Exercises to complete →
1. In the Gemini text below, copy out word for word the part that opens with the words containing "This marks a" and closes with "a bit overstated.".
2. Turn the paragraph of the Gemini text that begins "Gemini is a new family of multimodal AI models" into a short list that keeps its main facts.

Text →
Gemini - GPT contender from Google
Gemini is a new family of multimodal AI models from DeepMind, owned by Google. Gemini is seen as Google's response to OpenAI's GPT. According to Google's promotional materials, Gemini Ultra surpasses GPT-4 in nearly every AI benchmark.
This marks a new beginning for Google in large models space, especially after the hasty release of Google Bard earlier in the year.
We'll analyze the key features of Gemini, highlighting where it truly excels and where Google's claims might be a bit overstated.
What is Gemini?
Gemini is a family of models, not just a single model, and comes in three sizes:
- Ultra: The most powerful model, set to compete with GPT-4. Its release is delayed to next year due to ongoing training and testing, especially in less popular languages where the model's security can still be easily breached.
- Pro: Roughly equivalent to GPT-3.5, it will be available on December 13 in Google AI Studio and via the Google Cloud API.
- Nano: A small model with 3.5 billion parameters, suitable for running on end-user devices. Google plans to use it on devices like Pixel phones for simple tasks like text summarization.
A key feature of the Gemini models is their built-in multimodality, meaning they can seamlessly switch between text, images, video, audio, and code.
What Can Gemini Do?

Material supplied →
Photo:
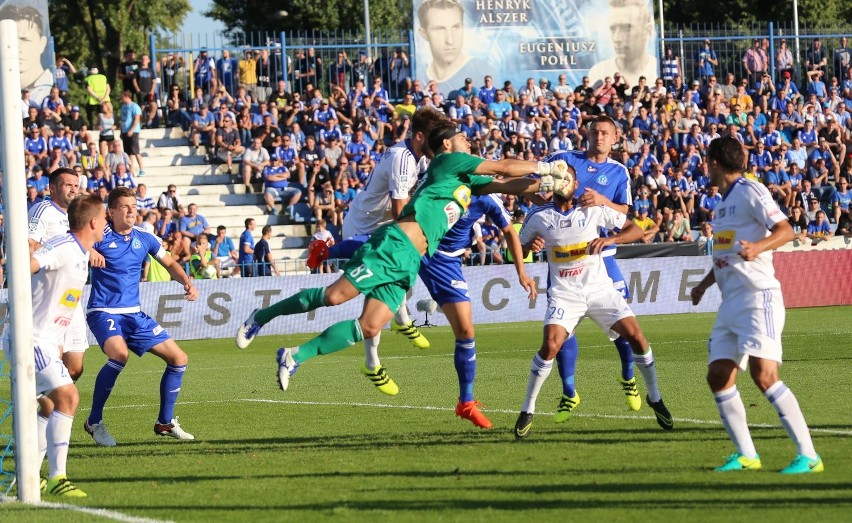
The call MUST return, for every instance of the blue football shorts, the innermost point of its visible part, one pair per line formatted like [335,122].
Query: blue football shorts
[443,278]
[139,330]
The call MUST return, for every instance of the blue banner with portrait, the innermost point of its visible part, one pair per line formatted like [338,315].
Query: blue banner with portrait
[519,39]
[35,58]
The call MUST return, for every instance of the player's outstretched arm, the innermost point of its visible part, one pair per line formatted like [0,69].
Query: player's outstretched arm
[592,198]
[628,234]
[781,233]
[179,275]
[699,290]
[514,245]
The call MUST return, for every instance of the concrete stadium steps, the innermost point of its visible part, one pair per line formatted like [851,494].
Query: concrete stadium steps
[168,159]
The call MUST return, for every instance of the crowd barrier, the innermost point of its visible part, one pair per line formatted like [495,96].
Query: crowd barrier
[657,286]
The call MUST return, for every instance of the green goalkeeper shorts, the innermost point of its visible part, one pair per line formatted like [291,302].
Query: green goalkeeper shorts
[385,267]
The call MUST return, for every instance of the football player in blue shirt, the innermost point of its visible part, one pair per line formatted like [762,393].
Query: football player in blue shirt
[442,275]
[115,317]
[603,181]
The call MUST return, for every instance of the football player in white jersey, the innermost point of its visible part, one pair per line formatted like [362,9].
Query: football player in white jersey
[748,225]
[60,268]
[49,219]
[380,201]
[579,286]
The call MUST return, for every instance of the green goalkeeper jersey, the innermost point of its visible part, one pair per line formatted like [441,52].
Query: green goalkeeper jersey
[444,195]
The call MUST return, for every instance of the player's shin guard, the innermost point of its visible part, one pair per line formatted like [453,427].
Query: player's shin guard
[42,438]
[648,369]
[401,316]
[539,371]
[103,388]
[58,438]
[732,412]
[566,364]
[169,390]
[335,338]
[625,354]
[788,409]
[465,362]
[371,352]
[305,300]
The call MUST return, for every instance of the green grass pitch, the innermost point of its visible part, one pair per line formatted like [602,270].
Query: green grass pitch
[333,448]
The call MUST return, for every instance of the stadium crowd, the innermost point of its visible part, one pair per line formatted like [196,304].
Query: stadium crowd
[312,136]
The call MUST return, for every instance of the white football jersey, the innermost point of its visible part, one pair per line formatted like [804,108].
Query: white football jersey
[394,177]
[57,287]
[747,212]
[567,236]
[46,221]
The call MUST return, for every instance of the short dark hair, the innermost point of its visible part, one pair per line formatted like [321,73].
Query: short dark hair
[53,179]
[728,153]
[119,192]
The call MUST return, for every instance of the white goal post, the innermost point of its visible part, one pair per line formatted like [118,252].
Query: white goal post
[18,266]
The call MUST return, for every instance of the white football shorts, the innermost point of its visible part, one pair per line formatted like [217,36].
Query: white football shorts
[753,330]
[605,307]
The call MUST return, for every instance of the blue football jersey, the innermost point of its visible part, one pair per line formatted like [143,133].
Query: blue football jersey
[458,238]
[115,288]
[609,178]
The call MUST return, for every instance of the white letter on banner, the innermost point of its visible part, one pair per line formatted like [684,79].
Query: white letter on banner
[640,294]
[686,283]
[486,291]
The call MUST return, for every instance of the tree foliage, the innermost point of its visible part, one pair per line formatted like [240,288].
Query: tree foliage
[96,32]
[245,17]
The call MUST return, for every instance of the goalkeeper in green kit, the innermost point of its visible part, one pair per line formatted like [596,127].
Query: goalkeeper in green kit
[386,267]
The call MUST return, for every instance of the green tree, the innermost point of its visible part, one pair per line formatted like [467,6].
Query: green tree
[243,18]
[96,32]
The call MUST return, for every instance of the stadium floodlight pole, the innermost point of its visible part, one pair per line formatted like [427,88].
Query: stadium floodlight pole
[796,28]
[20,291]
[367,33]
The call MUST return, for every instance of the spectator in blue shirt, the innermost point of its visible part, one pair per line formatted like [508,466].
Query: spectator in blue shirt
[193,225]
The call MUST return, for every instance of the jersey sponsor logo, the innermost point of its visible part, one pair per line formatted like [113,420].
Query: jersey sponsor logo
[458,284]
[569,253]
[573,271]
[462,196]
[724,240]
[453,213]
[70,298]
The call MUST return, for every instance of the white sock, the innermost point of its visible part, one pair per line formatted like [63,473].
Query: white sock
[58,438]
[645,363]
[732,411]
[792,419]
[371,352]
[539,371]
[42,439]
[401,316]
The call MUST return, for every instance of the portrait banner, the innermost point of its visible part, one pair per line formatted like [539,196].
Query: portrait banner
[33,50]
[519,39]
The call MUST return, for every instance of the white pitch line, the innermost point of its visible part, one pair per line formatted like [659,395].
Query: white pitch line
[101,512]
[694,421]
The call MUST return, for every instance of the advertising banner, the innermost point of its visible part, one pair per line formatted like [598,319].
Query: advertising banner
[519,39]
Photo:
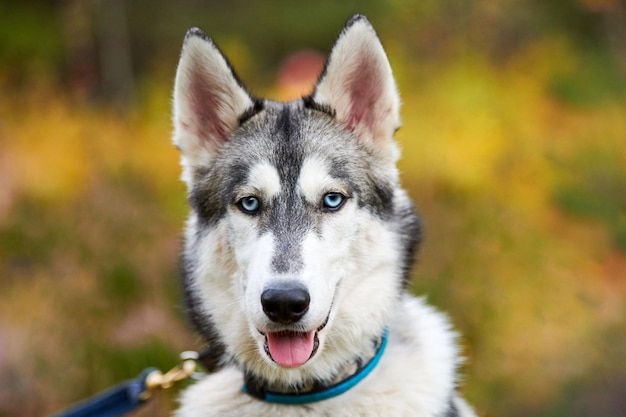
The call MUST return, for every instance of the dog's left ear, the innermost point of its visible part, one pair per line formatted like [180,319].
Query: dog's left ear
[358,85]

Responses in order →
1.
This marks a new beginning for Google in large models space, especially after the hasty release of Google Bard earlier in the year.
We'll analyze the key features of Gemini, highlighting where it truly excels and where Google's claims might be a bit overstated.

2.
- Gemini is a new family of multimodal AI models from DeepMind, which Google owns.
- It is seen as Google's response to OpenAI's GPT.
- Google's promotional materials say Gemini Ultra beats GPT-4 in nearly every AI benchmark.